### Given exercise A
According to the management company's newsletter in the forum thread on exercising in an apartment block stairwell, why is using the stairways for exercise not permitted?
### Given exercise B
Extend the forum thread on exercising in an apartment block stairwell onward from its final line.
++++ Quoted text
# Walking stairs in the apartment block –not permitted?



## Majka N (23 Mar 2012)

Hi,

I rent an apartment in a 3-storey apartment block. I walk up and down one of the emergency staircases 4-5 times a week for exercise. I have been doing it for a year now. I only met two people during that time.

Before Christmas the management company released a newsletter to all residents. One of the items reads:_ ‘(…) residents have been using the common area stair ways to exercise (…). It is not permitted to use the stair ways for exercise purposes as this causes excessive wear on the carpets.’_

Same carpets are used throughout the buildings, on the corridors and all 3 staircases (1 main one and 2 for fire safety) and extends all the way to the basement. It takes traffic generated by the residents in other areas, surely I am not causing _'excessive wear' _on a rarely used emergency staircase? Also, I wear socks only. So I continued walking up and down the stairs.

However, another notice from the management company appeared, this time on the walls of the emergency staircases. It reads: _‘Please note that this stairwell may not be used for the purpose of exercising’._

Do I have to stop using the staircase?

Do they have the right to forbid me from using the stairs for walking? If yes, what is this right based on?

I would greatly appreciate your comments and advise.

Many thanks.


----------



## callybags (23 Mar 2012)

That seems ridiculous.

Why don't you send them a note saying that you don't use the stairs for excercise, but to get to and from your apartment.

If they insist you use the lift, tell them you are claustrophobic and see what they have to say.


----------



## Majka N (23 Mar 2012)

Hi Callybags, thank you for such a prompt response.

My apartment is on the ground floor so I guess this argument would not work, unfortunately... And I do walk for exercise, up and down for a good 40 minutes!

At the moment I ignore the notice, but am a bit worried that there is some law/ regulation that gives the management company right to enforce this demand.


----------



## sustanon (23 Mar 2012)

why not buy a stairclimber? you are renting a room in a big house with others, you're bound to come up against these attitudes...


----------



## elcato (23 Mar 2012)

Could be an insurance thing. What happens if you fall on the stairs while exercising ? I'd imagine that an emergency exit is exactly that and they are within their rights to state that it can only be used in an emergency.


----------



## STEINER (23 Mar 2012)
++++++++
++++ Records supplied
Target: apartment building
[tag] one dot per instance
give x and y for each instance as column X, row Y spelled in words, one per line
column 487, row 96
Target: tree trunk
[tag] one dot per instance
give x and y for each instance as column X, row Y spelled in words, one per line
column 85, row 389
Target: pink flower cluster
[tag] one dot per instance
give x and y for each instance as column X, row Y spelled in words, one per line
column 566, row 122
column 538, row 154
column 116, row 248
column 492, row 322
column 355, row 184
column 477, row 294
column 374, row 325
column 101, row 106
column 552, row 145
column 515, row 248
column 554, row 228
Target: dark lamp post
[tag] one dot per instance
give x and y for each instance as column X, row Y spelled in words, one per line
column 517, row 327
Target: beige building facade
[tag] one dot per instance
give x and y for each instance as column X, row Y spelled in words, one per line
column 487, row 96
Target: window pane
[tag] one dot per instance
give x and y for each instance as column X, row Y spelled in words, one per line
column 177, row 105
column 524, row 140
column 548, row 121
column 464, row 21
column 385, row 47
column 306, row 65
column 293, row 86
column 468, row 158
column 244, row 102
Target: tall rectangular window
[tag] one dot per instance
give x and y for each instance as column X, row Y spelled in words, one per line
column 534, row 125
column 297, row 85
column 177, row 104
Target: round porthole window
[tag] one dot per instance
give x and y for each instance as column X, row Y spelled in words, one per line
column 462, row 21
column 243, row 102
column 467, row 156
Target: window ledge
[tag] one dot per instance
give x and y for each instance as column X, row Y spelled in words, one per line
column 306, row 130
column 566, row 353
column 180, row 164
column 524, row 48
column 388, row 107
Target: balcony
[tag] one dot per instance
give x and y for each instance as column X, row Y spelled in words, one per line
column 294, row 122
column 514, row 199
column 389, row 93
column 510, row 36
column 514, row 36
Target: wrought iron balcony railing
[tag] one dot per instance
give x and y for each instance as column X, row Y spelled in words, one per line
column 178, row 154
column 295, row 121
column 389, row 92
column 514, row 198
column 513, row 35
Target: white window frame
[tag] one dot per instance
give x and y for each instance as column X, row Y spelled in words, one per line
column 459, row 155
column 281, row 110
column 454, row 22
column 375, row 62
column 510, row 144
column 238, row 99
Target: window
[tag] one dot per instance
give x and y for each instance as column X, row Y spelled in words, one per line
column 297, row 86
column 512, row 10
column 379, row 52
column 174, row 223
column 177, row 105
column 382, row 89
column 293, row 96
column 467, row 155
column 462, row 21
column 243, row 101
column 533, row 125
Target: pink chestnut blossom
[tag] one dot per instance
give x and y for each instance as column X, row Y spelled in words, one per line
++++++++
### Expected answer A
It causes excessive wear on the carpets.

### Expected answer B
I would stop using the emergency stairwells and use the general stairs up and down for 40 mins for exercise.


----------



## Majka N (23 Mar 2012)

@ sustanon - thank you for your comment. Stair climber is an option but not with my current finances and the small size of the apartment. As for the attitudes – so true.


----------



## Majka N (23 Mar 2012)

@ elcato - it makes sense. But if I fell and wanted to claim I would have to prove that it was not my fault. Also, if the stairs are in compliance with the Building Regulations, I guess I have no case. 

Emergency use – the management company did not state that the staircase can only be used for emergency. They complained about the ‘excessive wear’ of the carpets. 

Question - are they really within their rights to state that it can only be used in an emergency? Can they forbid residents to use the common areas to which access is free and unlimited?

Is there any document in which this should be described – a document I can request access to?


----------



## Majka N (23 Mar 2012)

@ STEINER – I have considered this option. There are no notices on the main stairs


----------



## ontour (23 Mar 2012)

Majka N said:


> @ elcato - it makes sense. But if I fell and wanted to claim I would have to prove that it was not my fault. Also, if the stairs are in compliance with the Building Regulations, I guess I have no case.



You would not need to prove it was not your fault, they would have to prove it was your fault.  The purpose the stairs were designed for is as an emergency exit not a gym facility.



Majka N said:


> Emergency use – the management company did not state that the staircase can only be used for emergency. They complained about the ‘excessive wear’ of the carpets.



Is there two staircases? Does one have a sign stating it is an emergency staircase.



Majka N said:


> Question - are they really within their rights to state that it can only be used in an emergency? Can they forbid residents to use the common areas to which access is free and unlimited?



Who owns the stairs - they do.  Who sets the house rules - they do.  Use of common areas is not unlimited, the management company expects that people use them to access their units.  If people start to use them to store bicycles or as an area for kids to play, the management company will take action.



Majka N said:


> Is there any document in which this should be described – a document I can request access to?


You could ask the owner for a copy of the house rules but you are more likely to encourage the management company to request that you be replaced as you are a probelem tenant for them!


----------



## Majka N (23 Mar 2012)

@ ontour - thank you for taking your time to reply to my posts. However I feel rather dismayed by the tone of your reply.

There are 3 staircases in the apartment block – please see my first post. None of them has a sign stating it is an emergency staircase but they clearly are. What is the point of this question?

Ownership of the stairs – I don’t believe the management company owns it. I would think that they manage the property but do not own it. I am not obstructing an emergency escape route nor causing disruption to other residents. What is the problem then? 

House Rules - great idea, will ask for a copy. But please tell me – why would the management company see me as a _‘problem tenant’_ and want to_ ‘replace me’_ if I do so?


----------



## Majka N (23 Mar 2012)

It would be great if you could please help me find an answer to my initial questions:

Do I have to stop using the staircase? And if yes – why? 

Surely the answer is not ‘because the management company says so’?


----------



## elcato (23 Mar 2012)

> Surely the answer is not ‘because the management company says so’?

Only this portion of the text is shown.